Reproduce the items below verbatim, line for line, leaving out the pictures.

- _Data to use_
◇ ◇ ◇ ◇ ◇

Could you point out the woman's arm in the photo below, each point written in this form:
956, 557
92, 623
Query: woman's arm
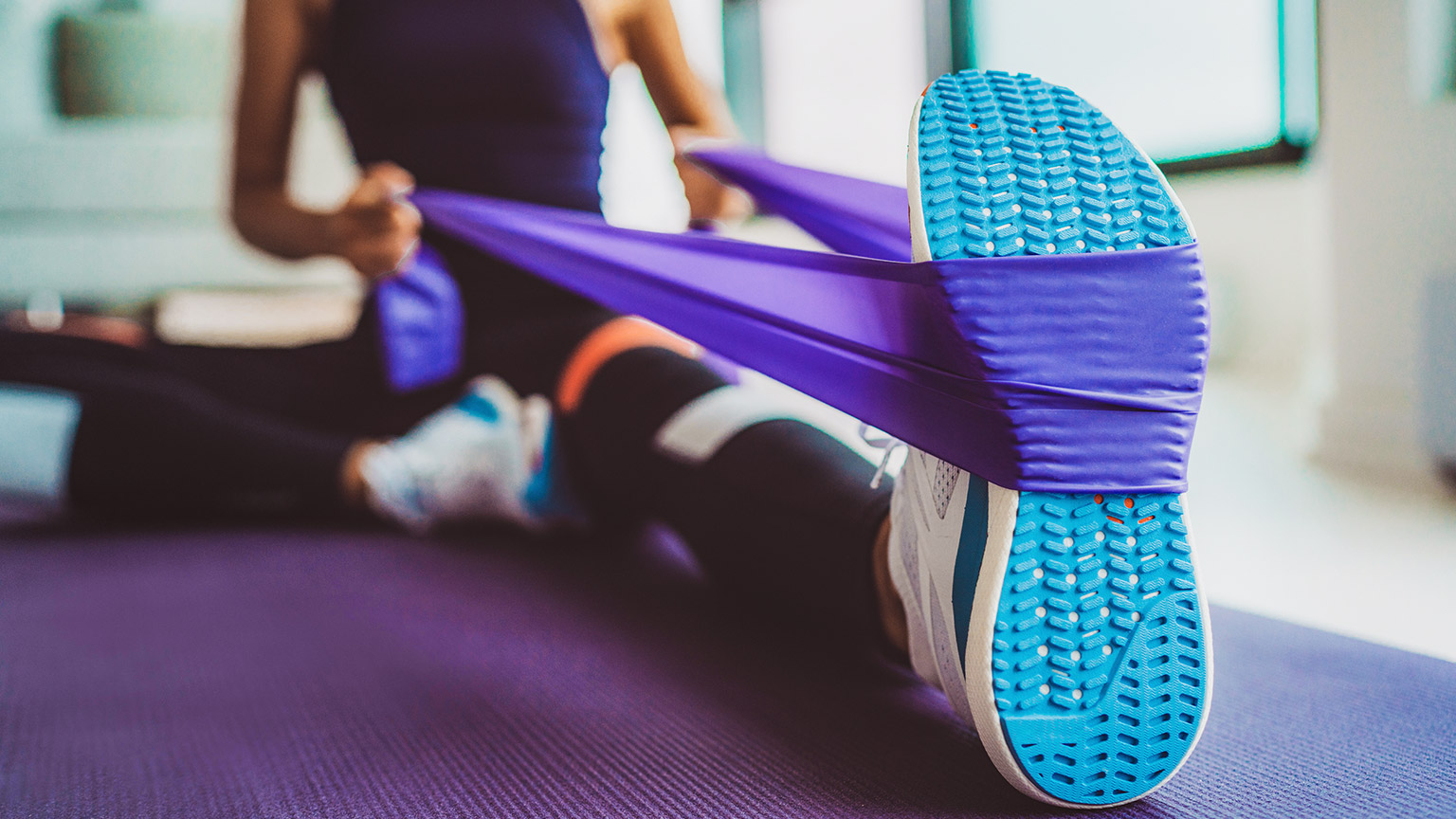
374, 230
689, 110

◇ ◇ ◇ ◇ ◇

- _Result of the exercise_
Could you point out the woman's arm in the photo below, each point written in this form:
956, 557
92, 623
Query: woman's arm
374, 230
689, 110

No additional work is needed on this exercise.